**Instructions to follow:**
Repeat every entry in the listing below, exactly.

**Dataset:**
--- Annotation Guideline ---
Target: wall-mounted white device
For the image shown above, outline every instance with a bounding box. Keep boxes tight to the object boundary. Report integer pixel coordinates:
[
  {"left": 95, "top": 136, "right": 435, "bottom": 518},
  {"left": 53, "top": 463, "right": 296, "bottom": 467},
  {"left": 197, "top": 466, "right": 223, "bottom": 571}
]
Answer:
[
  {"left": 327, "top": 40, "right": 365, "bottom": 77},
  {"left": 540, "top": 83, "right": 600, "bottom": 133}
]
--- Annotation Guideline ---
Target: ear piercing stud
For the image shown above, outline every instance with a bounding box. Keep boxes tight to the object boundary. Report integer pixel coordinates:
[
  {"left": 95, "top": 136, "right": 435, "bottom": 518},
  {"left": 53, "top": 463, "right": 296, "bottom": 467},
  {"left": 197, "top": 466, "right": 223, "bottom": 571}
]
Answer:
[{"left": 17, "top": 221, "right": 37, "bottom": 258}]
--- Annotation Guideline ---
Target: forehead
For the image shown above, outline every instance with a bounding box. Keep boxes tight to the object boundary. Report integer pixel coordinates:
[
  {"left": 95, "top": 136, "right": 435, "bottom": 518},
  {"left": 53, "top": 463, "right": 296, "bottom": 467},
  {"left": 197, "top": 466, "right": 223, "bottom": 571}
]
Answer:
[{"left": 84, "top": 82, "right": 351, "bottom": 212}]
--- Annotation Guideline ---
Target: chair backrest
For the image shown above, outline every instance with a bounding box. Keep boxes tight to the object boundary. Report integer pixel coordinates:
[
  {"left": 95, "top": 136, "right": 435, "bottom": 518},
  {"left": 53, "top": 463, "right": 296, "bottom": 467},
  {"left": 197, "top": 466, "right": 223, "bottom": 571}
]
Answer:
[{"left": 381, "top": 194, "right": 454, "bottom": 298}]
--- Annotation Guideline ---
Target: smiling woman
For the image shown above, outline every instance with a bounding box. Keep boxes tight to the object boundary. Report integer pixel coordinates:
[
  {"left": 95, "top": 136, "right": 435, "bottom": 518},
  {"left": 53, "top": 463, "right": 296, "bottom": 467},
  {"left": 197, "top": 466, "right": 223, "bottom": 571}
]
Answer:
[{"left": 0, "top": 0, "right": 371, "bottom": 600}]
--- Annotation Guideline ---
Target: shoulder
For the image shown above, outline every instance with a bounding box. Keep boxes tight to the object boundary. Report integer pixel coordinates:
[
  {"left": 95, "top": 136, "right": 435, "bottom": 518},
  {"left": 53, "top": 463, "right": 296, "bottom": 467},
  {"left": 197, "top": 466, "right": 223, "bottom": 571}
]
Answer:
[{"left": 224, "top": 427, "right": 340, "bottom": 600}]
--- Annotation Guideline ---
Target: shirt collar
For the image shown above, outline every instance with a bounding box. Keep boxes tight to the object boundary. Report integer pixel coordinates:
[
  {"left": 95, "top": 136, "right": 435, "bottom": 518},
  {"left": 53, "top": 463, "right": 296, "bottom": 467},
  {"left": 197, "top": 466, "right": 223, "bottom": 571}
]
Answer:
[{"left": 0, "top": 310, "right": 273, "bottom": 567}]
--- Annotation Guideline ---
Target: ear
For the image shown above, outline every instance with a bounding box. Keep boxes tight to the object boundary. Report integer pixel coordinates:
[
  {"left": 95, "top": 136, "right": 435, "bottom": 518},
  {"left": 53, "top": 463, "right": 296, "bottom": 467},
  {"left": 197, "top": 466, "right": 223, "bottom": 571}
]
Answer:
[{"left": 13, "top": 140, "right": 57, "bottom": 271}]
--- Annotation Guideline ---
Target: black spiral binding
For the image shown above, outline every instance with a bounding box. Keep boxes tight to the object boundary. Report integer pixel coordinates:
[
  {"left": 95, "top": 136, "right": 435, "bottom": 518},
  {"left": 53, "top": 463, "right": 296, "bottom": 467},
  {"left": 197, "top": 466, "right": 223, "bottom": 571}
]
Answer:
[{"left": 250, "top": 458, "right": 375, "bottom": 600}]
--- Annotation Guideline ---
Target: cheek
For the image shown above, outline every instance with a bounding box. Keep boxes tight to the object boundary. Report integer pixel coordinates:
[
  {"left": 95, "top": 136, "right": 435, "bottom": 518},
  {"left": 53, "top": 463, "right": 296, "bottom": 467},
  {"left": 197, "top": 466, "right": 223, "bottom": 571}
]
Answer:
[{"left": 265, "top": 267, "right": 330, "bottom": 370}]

**Result of this exercise:**
--- Annotation Guideline ---
Target: wall-mounted white device
For the image shown above, outline every instance with a bounding box. Keep boxes tight to the object boundary. Report integer pixel coordinates:
[
  {"left": 95, "top": 136, "right": 435, "bottom": 518},
  {"left": 53, "top": 463, "right": 296, "bottom": 467},
  {"left": 197, "top": 466, "right": 223, "bottom": 571}
]
Answer:
[
  {"left": 327, "top": 40, "right": 365, "bottom": 77},
  {"left": 540, "top": 83, "right": 600, "bottom": 133}
]
--- Annotation Guideline ---
Target: ear piercing stud
For the image shown above, outline every instance with a bounding box. Keep boxes tight to the object boundary. Report integer pixel coordinates:
[
  {"left": 95, "top": 136, "right": 435, "bottom": 518},
  {"left": 53, "top": 463, "right": 296, "bottom": 467},
  {"left": 197, "top": 466, "right": 223, "bottom": 571}
]
Answer:
[{"left": 17, "top": 221, "right": 37, "bottom": 258}]
--- Annotation Guideline ---
Target: forehead
For the image shown above, outline every instance with a bounding box. Keep boxes tight to the object boundary. Report integer pixel coordinates:
[
  {"left": 95, "top": 136, "right": 435, "bottom": 518},
  {"left": 53, "top": 463, "right": 296, "bottom": 467},
  {"left": 197, "top": 466, "right": 223, "bottom": 571}
]
Answer:
[{"left": 84, "top": 82, "right": 351, "bottom": 212}]
--- Annotation Guideline ---
Target: chair backrest
For the image shown above, outline every instance with a bounding box. Keep boxes tight to the object boundary. Report integer pixel coordinates:
[
  {"left": 95, "top": 136, "right": 435, "bottom": 518},
  {"left": 53, "top": 463, "right": 296, "bottom": 467},
  {"left": 197, "top": 466, "right": 223, "bottom": 571}
]
Answer:
[{"left": 381, "top": 194, "right": 454, "bottom": 298}]
--- Annotation Guideline ---
Target: smiling woman
For the image shown above, outline every instance with a bounding box. Keep boxes tight to the object boundary. Report integer pixel coordinates:
[
  {"left": 95, "top": 136, "right": 435, "bottom": 518},
  {"left": 53, "top": 463, "right": 296, "bottom": 467},
  {"left": 197, "top": 466, "right": 223, "bottom": 571}
]
Answer:
[{"left": 0, "top": 0, "right": 371, "bottom": 600}]
--- Annotation Guideline ---
Target: shoulder
For the image shown above, outline every instance with a bounding box. Keep boxes tight to the object boundary. Report integer pixel coordinates:
[
  {"left": 95, "top": 136, "right": 435, "bottom": 518},
  {"left": 53, "top": 463, "right": 296, "bottom": 467},
  {"left": 197, "top": 466, "right": 223, "bottom": 571}
]
Answer:
[{"left": 224, "top": 427, "right": 340, "bottom": 600}]
--- Annotation Guideline ---
Target: shirt collar
For the image shown above, outline every instance with a bounding box. Keep boxes tight to the object boundary. Report integer pixel coordinates:
[
  {"left": 95, "top": 136, "right": 435, "bottom": 518},
  {"left": 53, "top": 463, "right": 296, "bottom": 467},
  {"left": 197, "top": 466, "right": 223, "bottom": 571}
]
Answer:
[{"left": 0, "top": 310, "right": 273, "bottom": 567}]
--- Annotation Guideline ---
Target: ear
For the image shown above, outline every instance with a bounding box. Keep boxes tight to the object boundary. Report integer pixel coordinates:
[
  {"left": 95, "top": 136, "right": 435, "bottom": 518},
  {"left": 53, "top": 463, "right": 296, "bottom": 467},
  {"left": 197, "top": 466, "right": 223, "bottom": 571}
]
Answer:
[{"left": 13, "top": 140, "right": 57, "bottom": 271}]
--- Annotation Guideline ---
Target: black spiral binding
For the image shown above, outline every instance with a bounding box. Keep boxes tight to the object boundary. Report integer pixel coordinates:
[
  {"left": 95, "top": 136, "right": 435, "bottom": 518},
  {"left": 53, "top": 463, "right": 296, "bottom": 467},
  {"left": 197, "top": 466, "right": 223, "bottom": 571}
]
Answer:
[{"left": 250, "top": 458, "right": 375, "bottom": 600}]
--- Annotation Guideline ---
Target: cheek
For the image shown above, outline every instance with a bounding box. Keep boxes tight to the object boundary. Report integer pixel coordinates:
[
  {"left": 95, "top": 136, "right": 435, "bottom": 518},
  {"left": 53, "top": 463, "right": 296, "bottom": 467},
  {"left": 197, "top": 466, "right": 223, "bottom": 571}
]
Answer:
[{"left": 265, "top": 267, "right": 330, "bottom": 370}]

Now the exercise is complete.